Blogging is an activity which could be tailor-made for lawyers, who almost by definition are people who enjoy both the English language and the activity of getting on soapboxes.. In fact, the only real surprise about legal blogging is that there isn’t more of it, but then I suppose lawyers also enjoy making money, and blogs tend not to do that.
One of the first questions put to the panel was whether legal blogging is an example of the old philosophical conundrum of a tree falling in the forest where there is no-one to hear it: is it making any sound, or merely a vibration?
To my mind, the answer is that while there are no doubt many individual blogs with no readership beyond the individual author, legal blogging as a whole is indeed making some tangible noise. An example was given last night of the Simon Singh libel case. Dr Singh had close support from some bloggers, and the case as a whole received some attendant publicity. I would observe that the blogs would have had no effect on the actual outcome of the litigation, although attention drawn to the preposterous nature of the claimant’s action – which constituted a blight on free speech, a blow to consumer information and a retardant to scientific advancement – has to be a good thing.
The more general point made was that blogs provide legal information and dissemination in a format that is free, easily found and, in the case of the better-written, more understandable than traditional sources of legal information. They also serve as a forum for public debate.

Dataset records:
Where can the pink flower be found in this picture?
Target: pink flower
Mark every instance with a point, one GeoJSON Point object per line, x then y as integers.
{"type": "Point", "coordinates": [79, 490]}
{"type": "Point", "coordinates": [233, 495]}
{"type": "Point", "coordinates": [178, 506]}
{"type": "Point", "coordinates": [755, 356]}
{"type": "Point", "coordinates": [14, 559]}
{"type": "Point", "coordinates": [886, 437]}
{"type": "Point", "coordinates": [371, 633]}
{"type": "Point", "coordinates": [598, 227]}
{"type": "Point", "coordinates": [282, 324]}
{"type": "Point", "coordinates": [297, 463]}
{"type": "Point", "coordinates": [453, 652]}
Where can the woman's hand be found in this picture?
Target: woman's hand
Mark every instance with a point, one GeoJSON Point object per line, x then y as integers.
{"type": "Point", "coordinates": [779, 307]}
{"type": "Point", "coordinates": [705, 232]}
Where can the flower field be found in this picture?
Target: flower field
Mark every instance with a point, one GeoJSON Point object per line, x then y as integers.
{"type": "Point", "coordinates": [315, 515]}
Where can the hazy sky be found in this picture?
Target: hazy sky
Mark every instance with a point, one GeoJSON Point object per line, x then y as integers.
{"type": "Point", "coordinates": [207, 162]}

==

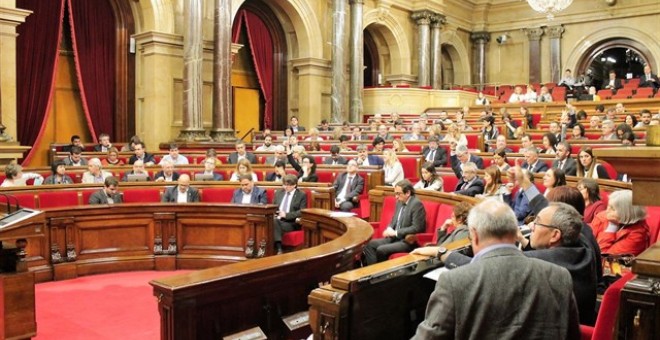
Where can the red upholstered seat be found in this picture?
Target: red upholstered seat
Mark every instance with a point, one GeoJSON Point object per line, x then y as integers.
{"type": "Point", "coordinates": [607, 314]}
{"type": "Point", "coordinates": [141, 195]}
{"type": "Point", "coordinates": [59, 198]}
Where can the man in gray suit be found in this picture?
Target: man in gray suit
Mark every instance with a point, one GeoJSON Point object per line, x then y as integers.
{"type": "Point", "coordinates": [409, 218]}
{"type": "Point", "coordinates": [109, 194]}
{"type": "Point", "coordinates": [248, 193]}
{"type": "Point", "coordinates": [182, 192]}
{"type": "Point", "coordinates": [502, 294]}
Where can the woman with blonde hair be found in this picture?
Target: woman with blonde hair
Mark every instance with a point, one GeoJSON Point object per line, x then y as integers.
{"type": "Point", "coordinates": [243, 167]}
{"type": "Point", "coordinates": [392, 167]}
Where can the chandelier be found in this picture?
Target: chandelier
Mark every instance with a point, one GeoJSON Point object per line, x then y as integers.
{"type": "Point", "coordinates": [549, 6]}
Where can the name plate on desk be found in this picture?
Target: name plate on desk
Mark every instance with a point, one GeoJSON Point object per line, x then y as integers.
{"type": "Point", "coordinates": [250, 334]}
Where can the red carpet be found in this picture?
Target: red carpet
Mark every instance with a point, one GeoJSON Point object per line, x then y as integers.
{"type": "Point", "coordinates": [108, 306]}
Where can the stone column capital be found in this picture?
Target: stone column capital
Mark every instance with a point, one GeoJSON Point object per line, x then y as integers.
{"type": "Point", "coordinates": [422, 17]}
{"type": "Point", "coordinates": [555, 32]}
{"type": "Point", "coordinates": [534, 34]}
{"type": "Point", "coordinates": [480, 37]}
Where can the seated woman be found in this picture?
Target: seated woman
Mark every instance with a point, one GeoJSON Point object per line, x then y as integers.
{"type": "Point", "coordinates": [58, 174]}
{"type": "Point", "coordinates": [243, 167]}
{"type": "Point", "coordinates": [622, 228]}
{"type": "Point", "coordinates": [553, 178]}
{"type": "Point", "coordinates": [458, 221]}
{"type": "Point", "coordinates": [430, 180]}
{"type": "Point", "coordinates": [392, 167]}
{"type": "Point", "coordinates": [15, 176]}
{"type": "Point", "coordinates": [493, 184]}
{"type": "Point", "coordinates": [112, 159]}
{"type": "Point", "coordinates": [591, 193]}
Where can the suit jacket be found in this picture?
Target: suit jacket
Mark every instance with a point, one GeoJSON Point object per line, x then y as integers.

What the task requires:
Can you carry the piece on legal blogging forward from its last sentence, keeping its voice and argument? Nothing in the material is needed here.

Final result:
One intriguing aspect of the blogosphere is that it is something close to a perfect free market in ideas – there are few barriers to entry for suppliers, almost no cost to consumers and, whilst there is some regulation of UK-based bloggers, the nature of the internet is such that almost any regulation might be rendered ineffective, as I wrote about in the context of superinjunctions.
The last of those points poses some serious issues for bloggers. No doubt there was a certain amount of schadenfreude when Fred Goodwin’s injunction was effectively defeated by a combination of the very old in the form of the protection of free speech in Parliament guaranteed by Art 9 of the 1689 Bill of Rights, and the very new in the form of the effective invulnerability of overseas bloggers (some of whom likened Goodwin’s attempts to preserve his public image to Mr Guggenheim putting on his dinner jacket to go down with the ship, though with the opposite of Guggenheim’s gentlemanly and heroic connotations). Yet readers will need no reminding of the severe injustice that scurrilous information might cause – mistrials in serious criminal cases, or career-ending defamation, for a start – which even the most ardent free speech advocates would regret. It is fair to say, therefore, that the future of injunctions contempt of court, open justice and confidential information in the Twitter age has yet to be decided (see here for Lord Neuberger’s report on super-injunctions, published this morning).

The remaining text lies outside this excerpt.